PAGE EXCERPT:
####
But if there’s a silver lining here, it’s that there’s an installed base of more than 10,000 Mooneys out there. Supporting those airframes represents a viable business and some of Meijing’s investment went into online inventory control and parts manufacturing. I wouldn’t expect a fleet that large to be orphaned because fleets smaller than that still soldier on. The factory still has the capacity for outside aerospace work, which it has done a lot of over the years.

And here, Mooney’s checkered history might provide comfort. For nearly a century, this company gives cats a bad name. It has simply refused to stay dead. As for new airplanes, well, knowing what you know, would you buy one? That’s the question people selling them will have to answer convincingly. Not a job I’d want, thanks very much.

Other AVwebflash Articles

24 COMMENTS

  1. With apologies to Wendy’s, “parts is parts.” And there’s money to be made in the sale of parts – particularly when the kite tail is 10,000 units long.
    Viva the PMA!

    • They reopened… makes this damaging blog kinda pointless. Paul got it wrong. Kick em while their down. The Mooney is a racehorse, the fastest piston certified airplane in the world. It’s probably not for the simple flying cirrus crowd as you’ll actually need to fly the ship. Personally, I like to manage the real flying experience.

  2. Mooney’s last act? Nyet! My takeaway is that Mooney is not really dead, they are very much alive, by design, and on a solar power life support system while transitioning to Plan B: PMA.

  3. To me, the real problem with Mooney is the interior cabin space. I’m not a large person, but I still feel cramped and uncomfortable in them. The steel cabin frame makes them quite strong, but it also limits space. What would really be needed is a whole new design, probably using composites, but that’s a huge undertaking.

    • In the maintenance office at a military aero club I worked at, we had a cartoon on the wall. Two mechanics were talking while — behind them — a third mechanic was pulling his hair out after he ran thru the wall of the hangar to get away. One mechanic tells the other, “…all I said was we’re getting another Mooney.” I always knew it was “Mooney time” when I showed up at the hangar and the head mechanic was standing there with a speed handle and a screwdriver tip … to deal with taking the panels off the Mooney’s we had. (battery powered screwdrivers didn’t exist then).
####
ROWS:
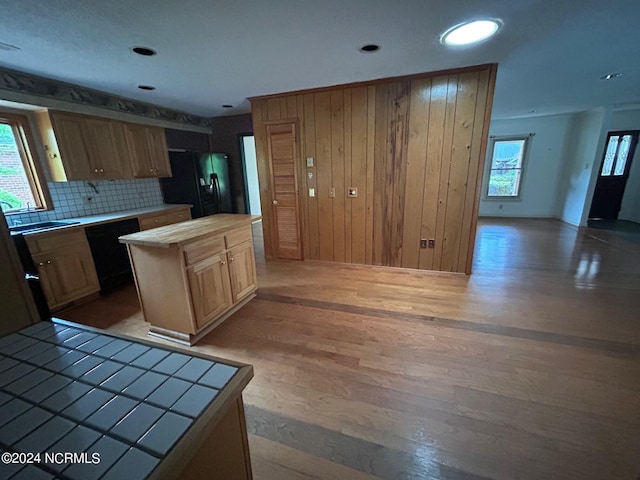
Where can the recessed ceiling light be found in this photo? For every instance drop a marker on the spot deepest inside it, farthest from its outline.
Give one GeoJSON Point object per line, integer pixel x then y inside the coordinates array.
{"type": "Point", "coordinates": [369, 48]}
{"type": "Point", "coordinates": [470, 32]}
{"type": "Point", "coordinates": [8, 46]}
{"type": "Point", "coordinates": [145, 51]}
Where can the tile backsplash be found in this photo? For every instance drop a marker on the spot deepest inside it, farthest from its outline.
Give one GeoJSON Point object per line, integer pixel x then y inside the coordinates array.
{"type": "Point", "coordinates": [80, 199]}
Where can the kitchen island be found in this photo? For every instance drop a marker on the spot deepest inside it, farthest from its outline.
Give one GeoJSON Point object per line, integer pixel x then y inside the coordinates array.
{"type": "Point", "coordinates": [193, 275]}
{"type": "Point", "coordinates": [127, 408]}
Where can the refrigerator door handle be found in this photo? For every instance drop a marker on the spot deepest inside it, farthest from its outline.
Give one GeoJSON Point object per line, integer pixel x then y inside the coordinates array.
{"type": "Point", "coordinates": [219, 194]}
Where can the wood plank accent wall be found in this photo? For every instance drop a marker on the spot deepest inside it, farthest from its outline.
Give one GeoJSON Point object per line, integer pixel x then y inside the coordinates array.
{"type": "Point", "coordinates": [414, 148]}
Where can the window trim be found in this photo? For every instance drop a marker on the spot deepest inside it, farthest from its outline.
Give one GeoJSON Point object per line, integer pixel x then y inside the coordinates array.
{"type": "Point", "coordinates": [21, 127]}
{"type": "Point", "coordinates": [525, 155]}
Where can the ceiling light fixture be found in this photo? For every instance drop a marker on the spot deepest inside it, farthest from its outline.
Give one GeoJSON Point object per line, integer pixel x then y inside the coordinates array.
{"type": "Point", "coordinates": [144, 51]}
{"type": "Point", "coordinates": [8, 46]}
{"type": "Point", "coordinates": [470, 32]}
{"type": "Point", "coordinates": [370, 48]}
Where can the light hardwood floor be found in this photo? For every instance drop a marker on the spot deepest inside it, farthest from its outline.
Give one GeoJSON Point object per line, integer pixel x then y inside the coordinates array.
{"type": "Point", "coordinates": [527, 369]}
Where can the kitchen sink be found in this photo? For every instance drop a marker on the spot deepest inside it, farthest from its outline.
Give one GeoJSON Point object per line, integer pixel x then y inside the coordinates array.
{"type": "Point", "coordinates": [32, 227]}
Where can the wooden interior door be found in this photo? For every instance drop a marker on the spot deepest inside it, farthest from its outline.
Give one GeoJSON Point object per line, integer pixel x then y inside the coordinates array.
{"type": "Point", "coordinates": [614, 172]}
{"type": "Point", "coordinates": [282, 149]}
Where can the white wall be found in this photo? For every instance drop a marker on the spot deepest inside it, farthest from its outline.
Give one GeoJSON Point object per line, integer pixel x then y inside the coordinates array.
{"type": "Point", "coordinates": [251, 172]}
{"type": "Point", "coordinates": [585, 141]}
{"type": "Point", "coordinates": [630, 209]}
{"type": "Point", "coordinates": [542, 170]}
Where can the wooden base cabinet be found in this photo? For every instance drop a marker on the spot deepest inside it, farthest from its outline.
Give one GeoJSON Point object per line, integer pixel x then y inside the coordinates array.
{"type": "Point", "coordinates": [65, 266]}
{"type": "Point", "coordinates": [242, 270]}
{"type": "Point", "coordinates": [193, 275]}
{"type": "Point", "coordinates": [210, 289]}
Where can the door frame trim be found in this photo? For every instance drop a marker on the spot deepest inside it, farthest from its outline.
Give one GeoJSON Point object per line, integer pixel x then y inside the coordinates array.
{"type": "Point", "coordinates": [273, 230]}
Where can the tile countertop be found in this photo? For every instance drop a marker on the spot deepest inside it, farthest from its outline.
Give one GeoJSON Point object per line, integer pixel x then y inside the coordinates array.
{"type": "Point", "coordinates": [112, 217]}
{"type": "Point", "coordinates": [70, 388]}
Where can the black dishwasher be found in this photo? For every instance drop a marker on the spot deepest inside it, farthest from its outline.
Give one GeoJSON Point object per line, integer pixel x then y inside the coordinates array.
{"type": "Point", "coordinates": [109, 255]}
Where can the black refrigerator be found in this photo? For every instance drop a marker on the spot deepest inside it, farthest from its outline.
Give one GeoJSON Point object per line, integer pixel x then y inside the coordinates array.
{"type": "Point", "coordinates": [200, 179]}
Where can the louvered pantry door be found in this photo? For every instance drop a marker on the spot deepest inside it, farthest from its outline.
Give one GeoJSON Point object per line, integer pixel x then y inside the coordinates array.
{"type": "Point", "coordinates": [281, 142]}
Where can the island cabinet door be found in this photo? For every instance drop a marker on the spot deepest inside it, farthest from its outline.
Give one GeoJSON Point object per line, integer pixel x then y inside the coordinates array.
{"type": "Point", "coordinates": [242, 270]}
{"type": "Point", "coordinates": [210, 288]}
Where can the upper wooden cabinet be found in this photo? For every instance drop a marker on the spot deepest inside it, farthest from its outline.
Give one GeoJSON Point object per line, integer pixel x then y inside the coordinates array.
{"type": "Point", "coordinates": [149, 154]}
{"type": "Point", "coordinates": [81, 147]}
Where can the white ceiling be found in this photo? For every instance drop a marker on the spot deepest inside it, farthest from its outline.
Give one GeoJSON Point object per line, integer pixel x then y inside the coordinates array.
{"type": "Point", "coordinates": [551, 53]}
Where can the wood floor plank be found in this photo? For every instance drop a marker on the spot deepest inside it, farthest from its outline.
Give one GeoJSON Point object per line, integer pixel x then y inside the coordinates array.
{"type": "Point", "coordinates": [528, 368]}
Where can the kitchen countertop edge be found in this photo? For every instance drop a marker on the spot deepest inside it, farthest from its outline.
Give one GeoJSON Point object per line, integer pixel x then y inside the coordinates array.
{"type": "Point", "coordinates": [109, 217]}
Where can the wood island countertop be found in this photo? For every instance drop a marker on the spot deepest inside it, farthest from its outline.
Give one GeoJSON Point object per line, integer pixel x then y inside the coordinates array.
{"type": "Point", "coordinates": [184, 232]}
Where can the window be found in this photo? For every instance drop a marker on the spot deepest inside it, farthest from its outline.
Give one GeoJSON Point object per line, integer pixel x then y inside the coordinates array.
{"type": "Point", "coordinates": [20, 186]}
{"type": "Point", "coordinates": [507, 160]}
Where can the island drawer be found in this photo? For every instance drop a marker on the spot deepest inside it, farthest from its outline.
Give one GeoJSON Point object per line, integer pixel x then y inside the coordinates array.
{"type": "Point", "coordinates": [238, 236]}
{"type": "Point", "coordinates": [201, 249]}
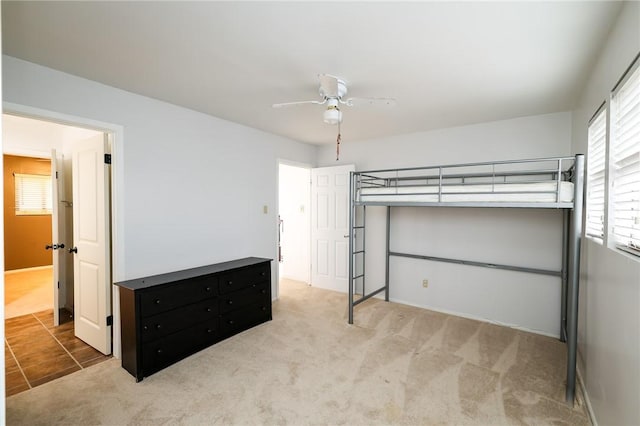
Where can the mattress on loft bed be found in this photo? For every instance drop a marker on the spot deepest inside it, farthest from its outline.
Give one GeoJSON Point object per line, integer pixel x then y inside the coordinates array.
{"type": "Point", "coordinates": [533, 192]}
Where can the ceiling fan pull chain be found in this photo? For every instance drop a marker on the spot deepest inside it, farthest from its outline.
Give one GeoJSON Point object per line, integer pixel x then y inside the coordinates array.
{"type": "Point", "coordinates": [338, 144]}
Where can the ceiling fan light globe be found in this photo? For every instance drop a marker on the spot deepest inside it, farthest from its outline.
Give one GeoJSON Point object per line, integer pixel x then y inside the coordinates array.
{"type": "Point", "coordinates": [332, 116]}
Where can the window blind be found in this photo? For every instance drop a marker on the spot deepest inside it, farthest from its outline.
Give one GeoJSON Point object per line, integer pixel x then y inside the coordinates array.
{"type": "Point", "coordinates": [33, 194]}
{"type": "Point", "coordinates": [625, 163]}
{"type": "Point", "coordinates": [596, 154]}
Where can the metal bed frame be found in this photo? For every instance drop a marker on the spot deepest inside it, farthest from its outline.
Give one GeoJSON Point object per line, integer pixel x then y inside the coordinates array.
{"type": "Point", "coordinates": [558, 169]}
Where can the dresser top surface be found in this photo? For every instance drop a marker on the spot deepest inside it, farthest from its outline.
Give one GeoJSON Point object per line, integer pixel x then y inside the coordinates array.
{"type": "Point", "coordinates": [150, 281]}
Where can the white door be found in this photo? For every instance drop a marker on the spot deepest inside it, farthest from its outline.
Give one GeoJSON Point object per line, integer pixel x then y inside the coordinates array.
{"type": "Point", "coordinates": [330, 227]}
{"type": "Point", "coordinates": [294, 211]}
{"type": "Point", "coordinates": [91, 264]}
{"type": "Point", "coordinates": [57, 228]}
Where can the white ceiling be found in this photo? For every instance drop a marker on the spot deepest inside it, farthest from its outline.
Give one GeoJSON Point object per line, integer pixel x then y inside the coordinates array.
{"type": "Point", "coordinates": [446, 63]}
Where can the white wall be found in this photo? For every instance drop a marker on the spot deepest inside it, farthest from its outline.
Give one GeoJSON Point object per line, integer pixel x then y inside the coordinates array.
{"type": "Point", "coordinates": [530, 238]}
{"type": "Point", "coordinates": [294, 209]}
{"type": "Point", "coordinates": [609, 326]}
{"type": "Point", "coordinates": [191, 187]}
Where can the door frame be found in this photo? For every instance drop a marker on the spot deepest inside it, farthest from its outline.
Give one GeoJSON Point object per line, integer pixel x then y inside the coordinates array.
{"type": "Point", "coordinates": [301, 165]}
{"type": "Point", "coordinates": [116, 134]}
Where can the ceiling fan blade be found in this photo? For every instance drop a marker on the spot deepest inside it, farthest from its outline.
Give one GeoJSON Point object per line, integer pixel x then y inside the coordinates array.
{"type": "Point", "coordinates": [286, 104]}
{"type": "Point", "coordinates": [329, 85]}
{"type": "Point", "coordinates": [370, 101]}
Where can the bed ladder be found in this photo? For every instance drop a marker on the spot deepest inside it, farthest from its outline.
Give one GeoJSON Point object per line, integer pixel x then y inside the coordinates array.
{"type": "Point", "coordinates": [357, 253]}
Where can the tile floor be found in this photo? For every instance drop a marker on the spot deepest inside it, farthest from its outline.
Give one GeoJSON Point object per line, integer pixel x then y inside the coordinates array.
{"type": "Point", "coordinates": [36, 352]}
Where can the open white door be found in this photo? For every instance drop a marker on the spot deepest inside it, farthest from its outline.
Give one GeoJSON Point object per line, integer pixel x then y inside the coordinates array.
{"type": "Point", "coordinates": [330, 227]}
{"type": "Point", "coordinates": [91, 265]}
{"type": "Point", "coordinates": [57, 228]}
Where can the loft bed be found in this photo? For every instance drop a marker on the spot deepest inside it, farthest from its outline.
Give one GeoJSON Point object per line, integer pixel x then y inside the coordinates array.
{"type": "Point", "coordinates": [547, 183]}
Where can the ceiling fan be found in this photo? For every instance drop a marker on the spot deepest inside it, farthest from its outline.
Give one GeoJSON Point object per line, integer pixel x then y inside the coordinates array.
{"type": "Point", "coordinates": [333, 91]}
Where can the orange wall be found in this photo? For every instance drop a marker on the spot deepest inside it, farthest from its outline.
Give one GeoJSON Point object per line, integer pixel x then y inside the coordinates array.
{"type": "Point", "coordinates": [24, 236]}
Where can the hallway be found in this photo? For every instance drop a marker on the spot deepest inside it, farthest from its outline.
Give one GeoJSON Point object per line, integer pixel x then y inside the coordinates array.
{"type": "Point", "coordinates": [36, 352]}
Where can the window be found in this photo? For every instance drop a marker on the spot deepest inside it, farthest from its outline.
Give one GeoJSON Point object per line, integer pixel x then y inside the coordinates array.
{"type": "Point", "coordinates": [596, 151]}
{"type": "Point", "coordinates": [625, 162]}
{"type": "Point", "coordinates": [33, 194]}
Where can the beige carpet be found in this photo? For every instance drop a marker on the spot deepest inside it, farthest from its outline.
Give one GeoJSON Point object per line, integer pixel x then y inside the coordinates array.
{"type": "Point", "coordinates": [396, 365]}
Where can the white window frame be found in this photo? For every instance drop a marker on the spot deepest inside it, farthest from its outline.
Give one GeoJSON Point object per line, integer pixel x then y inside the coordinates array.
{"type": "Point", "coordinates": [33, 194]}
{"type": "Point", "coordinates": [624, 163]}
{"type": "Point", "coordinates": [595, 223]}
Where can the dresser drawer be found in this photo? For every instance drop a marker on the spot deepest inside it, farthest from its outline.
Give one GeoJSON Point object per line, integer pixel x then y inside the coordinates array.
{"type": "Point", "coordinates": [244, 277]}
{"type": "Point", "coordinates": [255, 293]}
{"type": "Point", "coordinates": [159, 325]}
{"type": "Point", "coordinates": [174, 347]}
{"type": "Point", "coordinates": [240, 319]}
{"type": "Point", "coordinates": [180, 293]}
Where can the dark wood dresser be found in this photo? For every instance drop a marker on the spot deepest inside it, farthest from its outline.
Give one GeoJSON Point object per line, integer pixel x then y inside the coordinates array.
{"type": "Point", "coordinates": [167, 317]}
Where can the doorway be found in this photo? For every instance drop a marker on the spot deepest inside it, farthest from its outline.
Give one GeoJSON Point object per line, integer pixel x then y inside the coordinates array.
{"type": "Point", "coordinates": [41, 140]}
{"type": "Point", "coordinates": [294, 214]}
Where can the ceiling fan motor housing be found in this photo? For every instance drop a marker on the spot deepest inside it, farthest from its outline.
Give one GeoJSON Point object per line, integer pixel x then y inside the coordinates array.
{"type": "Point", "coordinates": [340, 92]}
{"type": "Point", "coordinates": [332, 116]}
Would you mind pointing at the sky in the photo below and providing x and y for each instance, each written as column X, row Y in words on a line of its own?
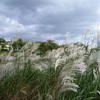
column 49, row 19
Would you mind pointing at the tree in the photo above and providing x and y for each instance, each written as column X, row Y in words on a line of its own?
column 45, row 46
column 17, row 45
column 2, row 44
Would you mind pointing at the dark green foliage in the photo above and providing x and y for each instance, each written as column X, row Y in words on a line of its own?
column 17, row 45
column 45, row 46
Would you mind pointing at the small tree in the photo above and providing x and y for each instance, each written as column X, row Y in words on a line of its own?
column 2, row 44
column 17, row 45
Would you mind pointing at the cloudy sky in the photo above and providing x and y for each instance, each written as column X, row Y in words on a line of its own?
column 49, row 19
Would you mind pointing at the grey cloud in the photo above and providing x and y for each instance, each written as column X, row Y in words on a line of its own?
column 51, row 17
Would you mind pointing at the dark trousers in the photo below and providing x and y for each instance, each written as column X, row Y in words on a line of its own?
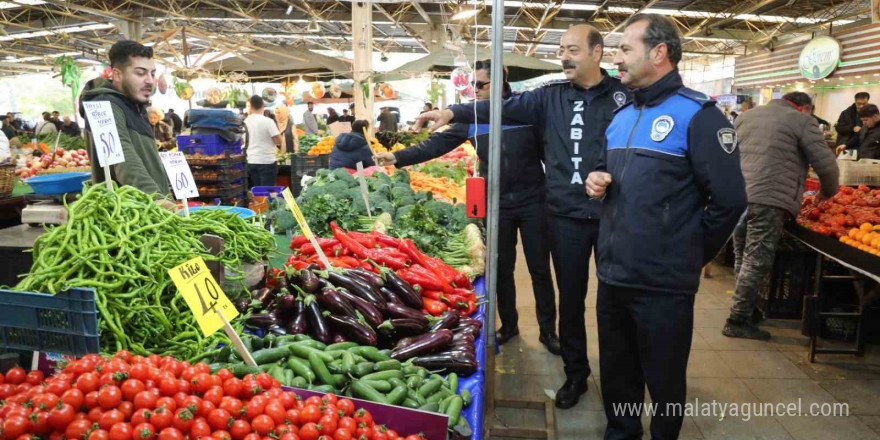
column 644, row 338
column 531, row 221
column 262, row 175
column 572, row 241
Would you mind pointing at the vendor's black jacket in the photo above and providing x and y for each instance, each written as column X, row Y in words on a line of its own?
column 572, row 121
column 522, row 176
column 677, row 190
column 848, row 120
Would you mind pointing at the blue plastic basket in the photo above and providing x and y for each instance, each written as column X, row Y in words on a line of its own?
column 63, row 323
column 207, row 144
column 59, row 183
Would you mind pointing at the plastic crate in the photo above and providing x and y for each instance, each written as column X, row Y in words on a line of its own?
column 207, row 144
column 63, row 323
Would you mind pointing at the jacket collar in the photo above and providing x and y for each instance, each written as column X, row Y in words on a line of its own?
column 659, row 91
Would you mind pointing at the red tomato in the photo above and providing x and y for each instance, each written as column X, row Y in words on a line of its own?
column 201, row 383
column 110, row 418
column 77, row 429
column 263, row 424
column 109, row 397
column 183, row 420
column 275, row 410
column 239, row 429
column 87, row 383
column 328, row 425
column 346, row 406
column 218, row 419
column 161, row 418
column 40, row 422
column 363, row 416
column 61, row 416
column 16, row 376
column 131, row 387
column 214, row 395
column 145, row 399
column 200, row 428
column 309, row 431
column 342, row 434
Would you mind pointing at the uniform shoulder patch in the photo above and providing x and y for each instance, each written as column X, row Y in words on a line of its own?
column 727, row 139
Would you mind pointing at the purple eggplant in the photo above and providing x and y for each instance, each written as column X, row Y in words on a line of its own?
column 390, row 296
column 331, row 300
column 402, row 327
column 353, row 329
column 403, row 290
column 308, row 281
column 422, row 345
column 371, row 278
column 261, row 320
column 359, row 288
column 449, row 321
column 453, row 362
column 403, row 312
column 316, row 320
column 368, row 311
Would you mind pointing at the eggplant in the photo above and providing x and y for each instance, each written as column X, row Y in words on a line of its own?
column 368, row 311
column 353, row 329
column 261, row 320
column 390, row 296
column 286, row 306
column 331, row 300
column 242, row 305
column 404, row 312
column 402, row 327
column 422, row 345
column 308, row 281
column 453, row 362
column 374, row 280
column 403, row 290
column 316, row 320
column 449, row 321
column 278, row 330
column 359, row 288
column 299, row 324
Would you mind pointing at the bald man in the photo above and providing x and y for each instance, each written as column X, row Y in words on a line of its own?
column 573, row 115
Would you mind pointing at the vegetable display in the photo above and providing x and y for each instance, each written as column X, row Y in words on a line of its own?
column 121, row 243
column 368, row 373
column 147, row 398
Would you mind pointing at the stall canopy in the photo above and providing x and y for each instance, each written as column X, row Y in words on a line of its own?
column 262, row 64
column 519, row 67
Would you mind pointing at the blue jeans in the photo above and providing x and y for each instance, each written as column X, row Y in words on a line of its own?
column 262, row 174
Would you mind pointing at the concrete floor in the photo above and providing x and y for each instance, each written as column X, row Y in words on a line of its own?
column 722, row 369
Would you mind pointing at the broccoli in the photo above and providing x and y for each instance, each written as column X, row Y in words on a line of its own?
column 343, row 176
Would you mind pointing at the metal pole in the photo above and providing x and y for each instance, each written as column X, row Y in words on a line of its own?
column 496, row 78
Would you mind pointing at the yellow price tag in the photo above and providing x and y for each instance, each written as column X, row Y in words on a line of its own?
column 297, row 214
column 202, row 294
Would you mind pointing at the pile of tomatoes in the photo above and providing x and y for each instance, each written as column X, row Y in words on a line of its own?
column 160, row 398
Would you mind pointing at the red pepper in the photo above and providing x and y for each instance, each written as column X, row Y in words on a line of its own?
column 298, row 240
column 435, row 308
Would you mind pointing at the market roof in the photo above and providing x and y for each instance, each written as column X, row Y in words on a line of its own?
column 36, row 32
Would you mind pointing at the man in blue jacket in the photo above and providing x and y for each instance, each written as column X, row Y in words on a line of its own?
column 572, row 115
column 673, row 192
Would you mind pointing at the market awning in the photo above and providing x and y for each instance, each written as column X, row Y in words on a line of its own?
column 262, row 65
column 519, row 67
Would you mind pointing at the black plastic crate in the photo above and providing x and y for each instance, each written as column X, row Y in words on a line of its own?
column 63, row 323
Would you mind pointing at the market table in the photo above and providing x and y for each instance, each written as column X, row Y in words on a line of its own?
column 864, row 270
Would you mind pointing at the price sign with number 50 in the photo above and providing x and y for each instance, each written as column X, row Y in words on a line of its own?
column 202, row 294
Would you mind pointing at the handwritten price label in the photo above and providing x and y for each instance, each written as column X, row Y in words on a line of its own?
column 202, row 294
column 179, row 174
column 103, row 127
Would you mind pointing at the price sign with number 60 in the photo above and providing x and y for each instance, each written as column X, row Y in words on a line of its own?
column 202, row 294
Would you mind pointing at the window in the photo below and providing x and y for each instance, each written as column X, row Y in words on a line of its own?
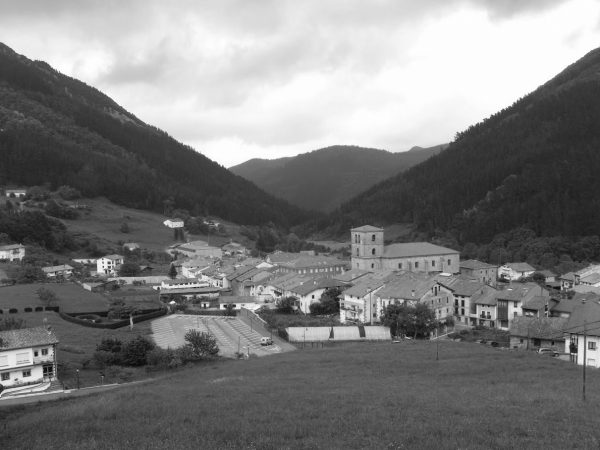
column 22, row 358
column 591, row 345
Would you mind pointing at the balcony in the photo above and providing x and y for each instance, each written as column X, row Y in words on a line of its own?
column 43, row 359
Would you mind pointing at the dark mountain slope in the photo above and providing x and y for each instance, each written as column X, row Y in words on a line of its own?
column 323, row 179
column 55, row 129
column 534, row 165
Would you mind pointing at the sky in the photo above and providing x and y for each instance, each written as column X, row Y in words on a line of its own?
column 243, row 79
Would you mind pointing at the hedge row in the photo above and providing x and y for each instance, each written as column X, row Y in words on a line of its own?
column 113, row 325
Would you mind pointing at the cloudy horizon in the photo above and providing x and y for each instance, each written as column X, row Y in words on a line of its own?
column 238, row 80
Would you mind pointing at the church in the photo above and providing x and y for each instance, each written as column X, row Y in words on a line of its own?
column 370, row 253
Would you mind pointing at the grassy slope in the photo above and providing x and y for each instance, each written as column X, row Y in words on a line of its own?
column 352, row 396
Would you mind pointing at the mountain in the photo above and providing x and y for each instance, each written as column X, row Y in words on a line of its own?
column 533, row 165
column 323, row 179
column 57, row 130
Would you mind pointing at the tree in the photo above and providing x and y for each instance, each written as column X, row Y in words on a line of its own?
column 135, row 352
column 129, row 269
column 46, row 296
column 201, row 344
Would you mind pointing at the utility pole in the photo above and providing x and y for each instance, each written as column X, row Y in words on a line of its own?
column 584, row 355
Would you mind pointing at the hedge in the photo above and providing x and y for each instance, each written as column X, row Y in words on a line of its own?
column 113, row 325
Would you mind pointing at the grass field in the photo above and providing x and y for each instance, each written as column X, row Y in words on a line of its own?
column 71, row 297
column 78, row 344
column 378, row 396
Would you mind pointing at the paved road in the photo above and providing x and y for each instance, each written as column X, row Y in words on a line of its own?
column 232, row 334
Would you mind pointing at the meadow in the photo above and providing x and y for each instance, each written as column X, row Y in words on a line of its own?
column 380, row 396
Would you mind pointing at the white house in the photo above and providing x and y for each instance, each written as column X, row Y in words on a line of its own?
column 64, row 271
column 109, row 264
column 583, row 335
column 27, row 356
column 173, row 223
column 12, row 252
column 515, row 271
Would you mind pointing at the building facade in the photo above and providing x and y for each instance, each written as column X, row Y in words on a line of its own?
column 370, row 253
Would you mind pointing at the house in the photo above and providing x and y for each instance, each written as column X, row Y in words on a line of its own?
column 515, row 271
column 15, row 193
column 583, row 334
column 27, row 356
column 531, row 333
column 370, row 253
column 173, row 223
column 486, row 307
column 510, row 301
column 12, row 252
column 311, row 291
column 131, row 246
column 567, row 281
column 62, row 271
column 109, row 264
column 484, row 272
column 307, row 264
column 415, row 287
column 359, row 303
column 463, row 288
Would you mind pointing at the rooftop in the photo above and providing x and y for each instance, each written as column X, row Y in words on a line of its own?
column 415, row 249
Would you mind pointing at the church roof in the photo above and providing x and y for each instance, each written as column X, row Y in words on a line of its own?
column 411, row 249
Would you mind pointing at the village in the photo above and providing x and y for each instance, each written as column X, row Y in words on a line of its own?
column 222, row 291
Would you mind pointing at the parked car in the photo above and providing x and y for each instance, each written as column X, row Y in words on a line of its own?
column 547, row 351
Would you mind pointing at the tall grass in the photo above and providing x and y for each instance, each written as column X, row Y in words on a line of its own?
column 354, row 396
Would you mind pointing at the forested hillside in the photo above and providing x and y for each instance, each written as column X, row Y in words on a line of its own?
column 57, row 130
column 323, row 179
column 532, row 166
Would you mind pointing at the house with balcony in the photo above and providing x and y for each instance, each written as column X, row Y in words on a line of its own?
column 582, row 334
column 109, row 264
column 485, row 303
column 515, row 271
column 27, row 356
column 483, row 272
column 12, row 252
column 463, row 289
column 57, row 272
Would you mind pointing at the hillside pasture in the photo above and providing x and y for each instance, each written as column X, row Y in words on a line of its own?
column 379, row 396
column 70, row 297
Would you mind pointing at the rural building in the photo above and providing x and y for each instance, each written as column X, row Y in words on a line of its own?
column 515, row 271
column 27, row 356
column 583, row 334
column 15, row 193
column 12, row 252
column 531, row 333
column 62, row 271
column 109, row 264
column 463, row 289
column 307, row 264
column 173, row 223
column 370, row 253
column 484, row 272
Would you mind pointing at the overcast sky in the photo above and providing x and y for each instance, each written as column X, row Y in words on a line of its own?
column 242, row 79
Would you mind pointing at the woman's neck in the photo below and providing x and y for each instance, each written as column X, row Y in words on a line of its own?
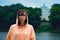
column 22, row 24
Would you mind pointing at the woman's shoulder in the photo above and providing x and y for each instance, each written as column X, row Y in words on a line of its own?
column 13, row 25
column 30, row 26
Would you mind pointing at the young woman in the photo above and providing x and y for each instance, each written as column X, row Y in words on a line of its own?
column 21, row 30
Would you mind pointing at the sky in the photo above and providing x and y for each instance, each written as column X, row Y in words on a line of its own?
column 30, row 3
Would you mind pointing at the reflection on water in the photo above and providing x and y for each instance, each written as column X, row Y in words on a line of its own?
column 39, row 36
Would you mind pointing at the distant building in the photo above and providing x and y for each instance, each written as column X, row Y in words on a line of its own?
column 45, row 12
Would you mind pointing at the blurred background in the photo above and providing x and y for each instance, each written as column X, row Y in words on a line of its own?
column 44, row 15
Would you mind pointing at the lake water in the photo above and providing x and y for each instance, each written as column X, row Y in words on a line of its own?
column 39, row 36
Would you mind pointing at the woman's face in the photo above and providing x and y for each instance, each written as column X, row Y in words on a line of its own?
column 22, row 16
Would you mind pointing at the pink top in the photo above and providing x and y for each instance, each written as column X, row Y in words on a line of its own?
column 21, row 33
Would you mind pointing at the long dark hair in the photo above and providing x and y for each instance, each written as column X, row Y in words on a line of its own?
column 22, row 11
####
YOUR INSTRUCTIONS: How large is the installed base of Mooney airplanes, according to the Mooney article?

RESPONSE: More than 10,000 Mooneys.